(Data entries)
——

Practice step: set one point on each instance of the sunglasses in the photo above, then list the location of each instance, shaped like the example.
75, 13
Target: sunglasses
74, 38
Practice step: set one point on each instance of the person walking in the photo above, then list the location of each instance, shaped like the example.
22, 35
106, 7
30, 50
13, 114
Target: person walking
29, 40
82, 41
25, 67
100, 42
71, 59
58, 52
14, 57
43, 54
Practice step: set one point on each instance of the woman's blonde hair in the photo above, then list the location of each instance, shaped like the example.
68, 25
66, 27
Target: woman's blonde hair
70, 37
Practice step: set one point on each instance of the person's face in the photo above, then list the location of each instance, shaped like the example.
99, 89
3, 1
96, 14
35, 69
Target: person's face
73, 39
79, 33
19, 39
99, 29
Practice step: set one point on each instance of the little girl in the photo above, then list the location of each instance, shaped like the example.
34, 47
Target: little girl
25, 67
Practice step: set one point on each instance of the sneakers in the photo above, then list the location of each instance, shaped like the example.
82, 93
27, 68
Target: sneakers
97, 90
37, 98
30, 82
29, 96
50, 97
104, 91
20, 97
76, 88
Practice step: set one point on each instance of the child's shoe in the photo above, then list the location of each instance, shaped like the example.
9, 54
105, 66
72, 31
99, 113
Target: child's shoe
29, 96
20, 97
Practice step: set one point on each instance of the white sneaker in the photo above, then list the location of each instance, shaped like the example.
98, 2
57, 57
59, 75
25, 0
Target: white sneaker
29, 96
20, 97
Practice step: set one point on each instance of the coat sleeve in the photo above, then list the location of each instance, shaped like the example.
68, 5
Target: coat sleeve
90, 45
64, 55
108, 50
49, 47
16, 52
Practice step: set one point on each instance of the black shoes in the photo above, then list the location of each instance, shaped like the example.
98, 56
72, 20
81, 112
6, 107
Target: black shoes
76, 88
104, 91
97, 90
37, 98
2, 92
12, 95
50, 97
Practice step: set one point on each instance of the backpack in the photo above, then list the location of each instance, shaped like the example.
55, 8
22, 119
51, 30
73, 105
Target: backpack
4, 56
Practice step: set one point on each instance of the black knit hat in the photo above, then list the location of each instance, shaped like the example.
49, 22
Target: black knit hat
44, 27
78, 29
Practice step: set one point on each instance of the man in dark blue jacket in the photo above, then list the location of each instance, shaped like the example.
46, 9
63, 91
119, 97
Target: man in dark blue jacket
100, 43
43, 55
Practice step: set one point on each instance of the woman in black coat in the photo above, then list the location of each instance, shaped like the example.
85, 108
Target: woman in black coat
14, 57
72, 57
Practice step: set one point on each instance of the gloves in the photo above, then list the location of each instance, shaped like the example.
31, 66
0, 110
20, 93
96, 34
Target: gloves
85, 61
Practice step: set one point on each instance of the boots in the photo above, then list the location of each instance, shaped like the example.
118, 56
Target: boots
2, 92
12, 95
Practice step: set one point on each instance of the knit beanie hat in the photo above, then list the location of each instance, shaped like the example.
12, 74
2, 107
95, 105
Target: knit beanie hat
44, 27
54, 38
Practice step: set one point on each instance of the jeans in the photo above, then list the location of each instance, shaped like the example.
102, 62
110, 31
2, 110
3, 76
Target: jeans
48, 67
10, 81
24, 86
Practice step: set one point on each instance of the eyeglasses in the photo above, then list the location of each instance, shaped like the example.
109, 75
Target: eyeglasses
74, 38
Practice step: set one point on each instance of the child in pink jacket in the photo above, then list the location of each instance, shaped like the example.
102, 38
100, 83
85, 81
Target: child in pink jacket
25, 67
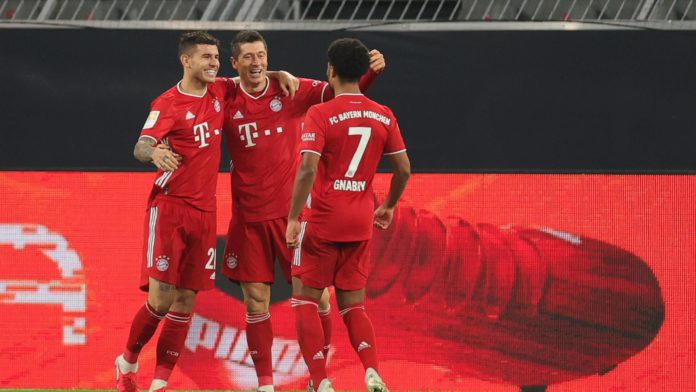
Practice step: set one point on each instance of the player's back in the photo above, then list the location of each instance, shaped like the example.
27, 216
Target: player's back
351, 132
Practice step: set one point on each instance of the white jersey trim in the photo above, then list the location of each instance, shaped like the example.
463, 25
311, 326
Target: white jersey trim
163, 179
151, 237
268, 83
297, 259
395, 152
149, 137
178, 88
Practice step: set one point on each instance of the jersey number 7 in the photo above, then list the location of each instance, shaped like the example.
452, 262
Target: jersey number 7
365, 133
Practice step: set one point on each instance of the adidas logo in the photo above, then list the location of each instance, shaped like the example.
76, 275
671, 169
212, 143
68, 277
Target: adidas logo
363, 345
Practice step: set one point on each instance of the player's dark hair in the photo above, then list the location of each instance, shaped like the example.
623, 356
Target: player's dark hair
189, 41
246, 37
350, 59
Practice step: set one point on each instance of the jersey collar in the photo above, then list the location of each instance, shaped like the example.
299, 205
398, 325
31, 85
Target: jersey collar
178, 88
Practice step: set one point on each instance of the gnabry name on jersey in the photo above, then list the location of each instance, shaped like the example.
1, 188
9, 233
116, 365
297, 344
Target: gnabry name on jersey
248, 132
349, 185
359, 114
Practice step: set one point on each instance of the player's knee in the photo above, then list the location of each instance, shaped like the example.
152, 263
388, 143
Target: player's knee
256, 303
324, 300
257, 297
183, 301
160, 305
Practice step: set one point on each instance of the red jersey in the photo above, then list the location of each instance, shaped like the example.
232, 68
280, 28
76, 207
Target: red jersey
192, 126
262, 133
350, 132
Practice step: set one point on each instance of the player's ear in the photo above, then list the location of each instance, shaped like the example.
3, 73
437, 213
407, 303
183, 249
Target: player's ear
329, 71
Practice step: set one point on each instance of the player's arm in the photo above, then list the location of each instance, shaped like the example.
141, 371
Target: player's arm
402, 171
303, 185
288, 83
148, 151
377, 65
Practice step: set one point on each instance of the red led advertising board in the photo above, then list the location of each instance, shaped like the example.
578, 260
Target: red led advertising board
484, 282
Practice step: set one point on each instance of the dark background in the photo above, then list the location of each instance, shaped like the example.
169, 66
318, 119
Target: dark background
468, 101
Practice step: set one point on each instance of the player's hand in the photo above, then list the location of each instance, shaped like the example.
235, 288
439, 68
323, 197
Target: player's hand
165, 159
377, 62
383, 217
288, 83
292, 233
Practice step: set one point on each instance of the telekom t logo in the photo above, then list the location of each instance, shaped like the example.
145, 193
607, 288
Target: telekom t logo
248, 132
201, 133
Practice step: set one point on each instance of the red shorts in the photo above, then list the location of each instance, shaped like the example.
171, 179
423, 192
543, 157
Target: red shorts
319, 263
253, 247
179, 246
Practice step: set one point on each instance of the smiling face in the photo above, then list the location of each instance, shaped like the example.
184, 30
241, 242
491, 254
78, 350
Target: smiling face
251, 64
202, 62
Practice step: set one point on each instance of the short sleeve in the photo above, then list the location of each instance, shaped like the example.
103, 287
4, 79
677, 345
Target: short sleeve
159, 122
313, 133
312, 92
395, 142
226, 88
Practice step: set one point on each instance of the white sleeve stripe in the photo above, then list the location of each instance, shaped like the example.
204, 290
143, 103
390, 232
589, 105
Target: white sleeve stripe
151, 237
297, 259
312, 151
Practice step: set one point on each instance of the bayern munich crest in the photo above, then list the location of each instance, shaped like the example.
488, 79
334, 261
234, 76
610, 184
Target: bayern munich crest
276, 105
232, 261
162, 263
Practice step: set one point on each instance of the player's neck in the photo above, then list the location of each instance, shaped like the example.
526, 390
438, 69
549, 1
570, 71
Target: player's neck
192, 86
346, 88
254, 88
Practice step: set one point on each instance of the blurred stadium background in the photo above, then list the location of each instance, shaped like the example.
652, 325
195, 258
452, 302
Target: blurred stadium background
571, 115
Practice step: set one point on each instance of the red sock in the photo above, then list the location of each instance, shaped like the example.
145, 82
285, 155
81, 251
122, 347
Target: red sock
325, 316
310, 336
260, 342
170, 342
362, 335
143, 327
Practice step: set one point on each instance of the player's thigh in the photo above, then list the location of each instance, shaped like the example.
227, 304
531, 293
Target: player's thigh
164, 243
248, 253
257, 296
352, 266
281, 252
314, 260
346, 299
197, 269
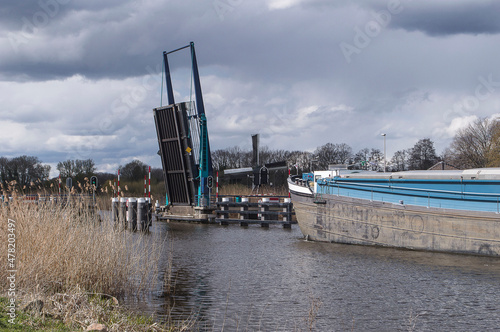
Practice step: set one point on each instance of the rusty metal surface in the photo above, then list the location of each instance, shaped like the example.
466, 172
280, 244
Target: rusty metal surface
357, 221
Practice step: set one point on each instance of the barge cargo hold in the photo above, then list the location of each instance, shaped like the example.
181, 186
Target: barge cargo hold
443, 211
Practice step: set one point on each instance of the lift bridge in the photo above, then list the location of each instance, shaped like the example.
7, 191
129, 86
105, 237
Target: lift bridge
184, 144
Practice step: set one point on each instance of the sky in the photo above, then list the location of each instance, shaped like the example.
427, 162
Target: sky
79, 79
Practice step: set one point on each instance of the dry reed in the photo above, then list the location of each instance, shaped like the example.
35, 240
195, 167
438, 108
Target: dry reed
60, 247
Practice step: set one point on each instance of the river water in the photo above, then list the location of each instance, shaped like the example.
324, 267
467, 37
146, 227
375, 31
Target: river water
255, 279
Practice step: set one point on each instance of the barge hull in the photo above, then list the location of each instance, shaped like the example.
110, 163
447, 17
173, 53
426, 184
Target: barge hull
350, 220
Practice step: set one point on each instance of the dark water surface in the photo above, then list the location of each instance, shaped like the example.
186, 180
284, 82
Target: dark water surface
249, 279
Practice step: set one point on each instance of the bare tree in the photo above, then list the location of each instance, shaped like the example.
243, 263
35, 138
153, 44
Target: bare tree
475, 145
400, 160
333, 154
25, 170
422, 155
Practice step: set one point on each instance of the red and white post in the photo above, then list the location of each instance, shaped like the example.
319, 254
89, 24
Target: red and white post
217, 187
289, 171
118, 183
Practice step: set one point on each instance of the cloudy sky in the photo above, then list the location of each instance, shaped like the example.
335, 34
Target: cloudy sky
79, 79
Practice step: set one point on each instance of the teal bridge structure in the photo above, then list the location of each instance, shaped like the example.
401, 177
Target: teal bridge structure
184, 144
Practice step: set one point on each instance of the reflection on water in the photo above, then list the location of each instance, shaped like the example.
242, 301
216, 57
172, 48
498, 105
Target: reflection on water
267, 279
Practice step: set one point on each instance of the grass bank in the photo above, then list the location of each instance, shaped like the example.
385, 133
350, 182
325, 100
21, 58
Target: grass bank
69, 267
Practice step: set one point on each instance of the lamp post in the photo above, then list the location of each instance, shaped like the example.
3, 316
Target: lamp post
385, 160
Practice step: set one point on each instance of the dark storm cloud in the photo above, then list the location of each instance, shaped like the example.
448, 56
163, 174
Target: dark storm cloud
443, 18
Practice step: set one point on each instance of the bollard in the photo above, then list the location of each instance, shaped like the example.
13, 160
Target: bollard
142, 214
114, 209
132, 213
122, 212
149, 209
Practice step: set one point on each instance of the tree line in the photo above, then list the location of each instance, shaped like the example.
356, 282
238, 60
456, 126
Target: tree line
28, 173
475, 146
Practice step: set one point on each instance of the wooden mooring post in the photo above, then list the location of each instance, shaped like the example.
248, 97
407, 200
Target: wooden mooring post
265, 212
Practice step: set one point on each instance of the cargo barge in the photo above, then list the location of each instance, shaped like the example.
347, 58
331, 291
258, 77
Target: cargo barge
442, 211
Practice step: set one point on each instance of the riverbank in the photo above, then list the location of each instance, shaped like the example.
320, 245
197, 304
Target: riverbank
67, 267
76, 311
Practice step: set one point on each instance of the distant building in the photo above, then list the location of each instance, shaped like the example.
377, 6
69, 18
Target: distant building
443, 166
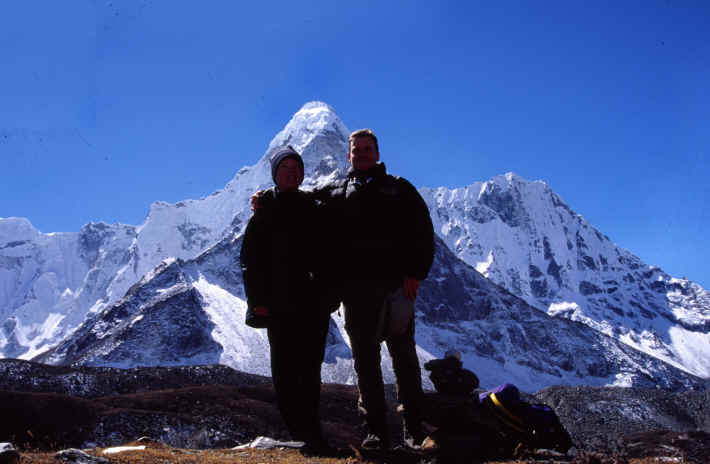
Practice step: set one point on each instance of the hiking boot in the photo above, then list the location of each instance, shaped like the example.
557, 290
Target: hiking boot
375, 442
413, 438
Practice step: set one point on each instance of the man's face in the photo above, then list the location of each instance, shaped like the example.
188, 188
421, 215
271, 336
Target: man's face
363, 154
289, 175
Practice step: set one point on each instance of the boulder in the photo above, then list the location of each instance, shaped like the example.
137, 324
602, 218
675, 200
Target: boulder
76, 456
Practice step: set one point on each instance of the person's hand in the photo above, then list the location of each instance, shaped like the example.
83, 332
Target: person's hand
255, 203
261, 311
411, 287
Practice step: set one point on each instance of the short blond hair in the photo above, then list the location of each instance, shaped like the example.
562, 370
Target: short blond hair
363, 133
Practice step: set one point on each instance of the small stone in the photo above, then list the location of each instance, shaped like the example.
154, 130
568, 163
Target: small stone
8, 454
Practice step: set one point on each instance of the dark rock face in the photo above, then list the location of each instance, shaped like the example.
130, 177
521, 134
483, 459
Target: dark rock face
94, 382
217, 407
600, 418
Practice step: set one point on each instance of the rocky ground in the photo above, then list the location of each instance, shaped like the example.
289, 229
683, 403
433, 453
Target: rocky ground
47, 408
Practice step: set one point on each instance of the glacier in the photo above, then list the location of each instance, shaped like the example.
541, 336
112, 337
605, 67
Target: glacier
506, 247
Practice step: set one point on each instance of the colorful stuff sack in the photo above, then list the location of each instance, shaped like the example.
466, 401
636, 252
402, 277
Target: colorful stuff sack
536, 426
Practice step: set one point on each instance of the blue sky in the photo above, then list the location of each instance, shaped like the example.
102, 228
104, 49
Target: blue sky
107, 106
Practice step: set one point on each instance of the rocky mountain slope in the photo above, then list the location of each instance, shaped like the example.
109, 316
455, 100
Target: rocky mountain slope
217, 407
169, 291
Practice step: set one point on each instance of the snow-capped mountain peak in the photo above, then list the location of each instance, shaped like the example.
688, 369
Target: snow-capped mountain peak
632, 321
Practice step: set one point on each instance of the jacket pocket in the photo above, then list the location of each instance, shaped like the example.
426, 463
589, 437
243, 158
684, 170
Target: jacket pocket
400, 312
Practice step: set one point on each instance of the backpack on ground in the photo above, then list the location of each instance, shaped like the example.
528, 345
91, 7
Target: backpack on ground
536, 426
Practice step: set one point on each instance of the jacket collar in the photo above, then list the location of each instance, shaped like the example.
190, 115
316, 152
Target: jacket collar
378, 170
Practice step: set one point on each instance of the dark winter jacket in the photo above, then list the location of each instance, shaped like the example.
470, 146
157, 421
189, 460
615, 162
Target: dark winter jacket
281, 257
385, 231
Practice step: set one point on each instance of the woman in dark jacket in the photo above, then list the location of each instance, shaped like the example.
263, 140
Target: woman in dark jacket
281, 266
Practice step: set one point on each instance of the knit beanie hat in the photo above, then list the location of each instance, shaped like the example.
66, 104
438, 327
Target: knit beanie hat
280, 155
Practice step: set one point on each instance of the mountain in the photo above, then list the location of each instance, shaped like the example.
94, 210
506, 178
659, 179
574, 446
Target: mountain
524, 237
48, 282
169, 291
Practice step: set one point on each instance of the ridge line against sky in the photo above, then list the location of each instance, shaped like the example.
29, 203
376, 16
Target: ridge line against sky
110, 106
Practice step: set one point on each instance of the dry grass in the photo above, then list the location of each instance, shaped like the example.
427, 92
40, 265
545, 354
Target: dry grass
156, 453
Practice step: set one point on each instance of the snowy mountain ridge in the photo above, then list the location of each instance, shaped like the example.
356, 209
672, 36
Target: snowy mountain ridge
519, 234
524, 237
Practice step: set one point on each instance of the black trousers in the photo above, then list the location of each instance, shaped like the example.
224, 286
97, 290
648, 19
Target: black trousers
367, 326
297, 348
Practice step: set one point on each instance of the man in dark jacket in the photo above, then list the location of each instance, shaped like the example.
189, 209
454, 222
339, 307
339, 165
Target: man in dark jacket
280, 260
388, 242
385, 248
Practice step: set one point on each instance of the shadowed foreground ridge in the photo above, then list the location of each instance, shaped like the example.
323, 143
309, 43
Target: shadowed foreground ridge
215, 407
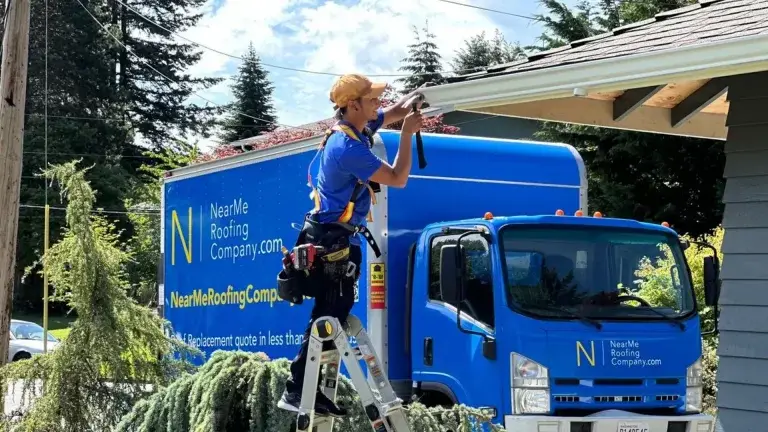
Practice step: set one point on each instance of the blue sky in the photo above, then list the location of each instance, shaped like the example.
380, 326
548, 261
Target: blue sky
338, 36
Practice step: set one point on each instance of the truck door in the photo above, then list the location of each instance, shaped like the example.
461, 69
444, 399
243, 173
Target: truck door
444, 356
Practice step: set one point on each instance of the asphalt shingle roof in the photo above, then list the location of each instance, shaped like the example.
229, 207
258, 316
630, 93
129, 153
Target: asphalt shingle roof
704, 22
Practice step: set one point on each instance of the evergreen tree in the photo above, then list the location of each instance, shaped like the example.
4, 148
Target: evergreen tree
565, 25
158, 108
644, 176
80, 98
253, 96
422, 62
480, 52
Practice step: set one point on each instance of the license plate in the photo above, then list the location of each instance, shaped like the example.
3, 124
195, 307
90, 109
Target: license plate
633, 427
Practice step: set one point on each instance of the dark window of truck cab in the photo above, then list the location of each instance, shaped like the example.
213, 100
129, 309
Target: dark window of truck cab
478, 285
556, 271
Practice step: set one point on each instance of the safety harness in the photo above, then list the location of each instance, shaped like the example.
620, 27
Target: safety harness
326, 244
372, 187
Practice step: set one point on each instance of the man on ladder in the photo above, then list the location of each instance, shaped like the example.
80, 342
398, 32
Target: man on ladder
348, 175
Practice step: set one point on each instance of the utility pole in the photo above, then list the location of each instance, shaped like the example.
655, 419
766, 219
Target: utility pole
13, 96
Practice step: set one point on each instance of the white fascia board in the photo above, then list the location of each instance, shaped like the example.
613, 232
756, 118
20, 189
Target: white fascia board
730, 57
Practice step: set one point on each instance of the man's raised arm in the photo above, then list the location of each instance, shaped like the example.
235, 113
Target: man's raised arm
401, 108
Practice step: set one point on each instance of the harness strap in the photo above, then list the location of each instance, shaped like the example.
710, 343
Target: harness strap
366, 234
346, 216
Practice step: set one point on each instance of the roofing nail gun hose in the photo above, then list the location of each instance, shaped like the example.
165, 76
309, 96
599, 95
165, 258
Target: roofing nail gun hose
419, 142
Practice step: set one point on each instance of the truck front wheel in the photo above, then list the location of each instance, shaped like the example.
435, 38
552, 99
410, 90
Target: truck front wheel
432, 398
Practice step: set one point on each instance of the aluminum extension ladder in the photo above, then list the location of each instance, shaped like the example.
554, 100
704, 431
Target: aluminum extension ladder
382, 406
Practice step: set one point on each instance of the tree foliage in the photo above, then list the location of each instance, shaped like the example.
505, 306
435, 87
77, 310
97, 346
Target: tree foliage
239, 391
422, 62
144, 204
480, 52
253, 100
99, 372
158, 109
638, 175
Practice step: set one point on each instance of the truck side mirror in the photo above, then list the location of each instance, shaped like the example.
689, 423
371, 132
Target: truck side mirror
449, 273
711, 283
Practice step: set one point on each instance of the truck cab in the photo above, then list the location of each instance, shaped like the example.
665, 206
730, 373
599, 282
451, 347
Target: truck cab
543, 321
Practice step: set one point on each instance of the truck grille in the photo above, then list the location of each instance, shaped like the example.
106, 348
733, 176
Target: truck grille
595, 392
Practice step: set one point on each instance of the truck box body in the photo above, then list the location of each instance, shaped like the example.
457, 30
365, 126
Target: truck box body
225, 221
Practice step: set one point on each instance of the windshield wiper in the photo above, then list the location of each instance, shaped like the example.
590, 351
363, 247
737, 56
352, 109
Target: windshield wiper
667, 317
570, 313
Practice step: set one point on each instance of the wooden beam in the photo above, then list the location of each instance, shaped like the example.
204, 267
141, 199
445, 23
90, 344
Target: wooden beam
591, 112
698, 100
632, 99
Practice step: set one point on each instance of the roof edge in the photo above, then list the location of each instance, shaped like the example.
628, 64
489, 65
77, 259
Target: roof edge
701, 61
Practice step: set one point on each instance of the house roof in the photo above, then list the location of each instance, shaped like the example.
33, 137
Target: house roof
703, 22
665, 75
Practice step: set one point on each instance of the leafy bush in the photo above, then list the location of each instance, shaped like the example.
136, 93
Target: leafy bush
655, 287
239, 391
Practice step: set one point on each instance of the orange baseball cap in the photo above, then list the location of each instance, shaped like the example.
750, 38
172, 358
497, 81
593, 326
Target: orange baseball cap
354, 86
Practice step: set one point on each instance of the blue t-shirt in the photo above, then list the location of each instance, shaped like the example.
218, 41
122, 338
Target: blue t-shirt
344, 161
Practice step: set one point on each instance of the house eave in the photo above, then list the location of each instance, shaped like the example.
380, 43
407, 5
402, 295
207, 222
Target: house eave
730, 57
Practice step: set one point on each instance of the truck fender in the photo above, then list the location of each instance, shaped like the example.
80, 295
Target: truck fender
440, 388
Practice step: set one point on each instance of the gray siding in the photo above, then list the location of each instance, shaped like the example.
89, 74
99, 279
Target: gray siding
742, 380
492, 126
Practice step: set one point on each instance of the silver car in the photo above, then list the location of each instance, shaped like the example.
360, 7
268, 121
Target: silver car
27, 339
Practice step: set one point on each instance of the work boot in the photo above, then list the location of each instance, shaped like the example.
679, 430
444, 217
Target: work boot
323, 405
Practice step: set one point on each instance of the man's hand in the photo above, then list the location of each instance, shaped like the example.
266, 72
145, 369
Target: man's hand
413, 122
402, 107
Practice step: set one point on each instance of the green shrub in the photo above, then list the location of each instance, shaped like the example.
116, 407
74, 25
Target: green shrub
655, 287
239, 391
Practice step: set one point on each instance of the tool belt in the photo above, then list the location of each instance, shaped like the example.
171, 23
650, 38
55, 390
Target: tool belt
332, 261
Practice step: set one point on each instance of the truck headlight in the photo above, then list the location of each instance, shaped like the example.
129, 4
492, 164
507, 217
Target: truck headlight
530, 386
694, 387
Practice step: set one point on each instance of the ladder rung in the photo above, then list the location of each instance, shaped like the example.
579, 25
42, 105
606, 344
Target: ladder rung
333, 355
329, 356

——

Each line from the one with "Practice step: set one point on each instance of the work" through the last line of the records must be written out word for word. Include nothing else.

Practice step: set one point on each instance of the work boot in the photo above, then list the location of each instance, shaped like the example.
679, 430
444, 217
Target: work boot
323, 405
Practice step: set one point on each instance of the man's hand in the photo above, then list the location of each instance, shaped like the example.
266, 72
145, 369
Target: man's hand
413, 122
402, 107
Practice step: set one point on each instance of the green shrub in the photo above, then list the location of each instance, shaped like the example.
116, 407
74, 25
Target: green shrub
655, 287
239, 391
Practice step: set one point on each instance of the tool belt in the photo above, then list the location of each instance, shaped like the example.
171, 23
650, 38
55, 390
Target: tool belt
332, 261
Practice step: set one point on each instance of the truck headlight in the photo above, then list the location of each instance, shaped like the example.
129, 4
492, 164
507, 217
Target: truck headlight
530, 386
694, 387
Practice step: set one point on each instance of the ladder rung in the photo above, then list the location of each instance, shaped like the example.
579, 25
42, 105
606, 344
Target: ladder rung
333, 355
329, 356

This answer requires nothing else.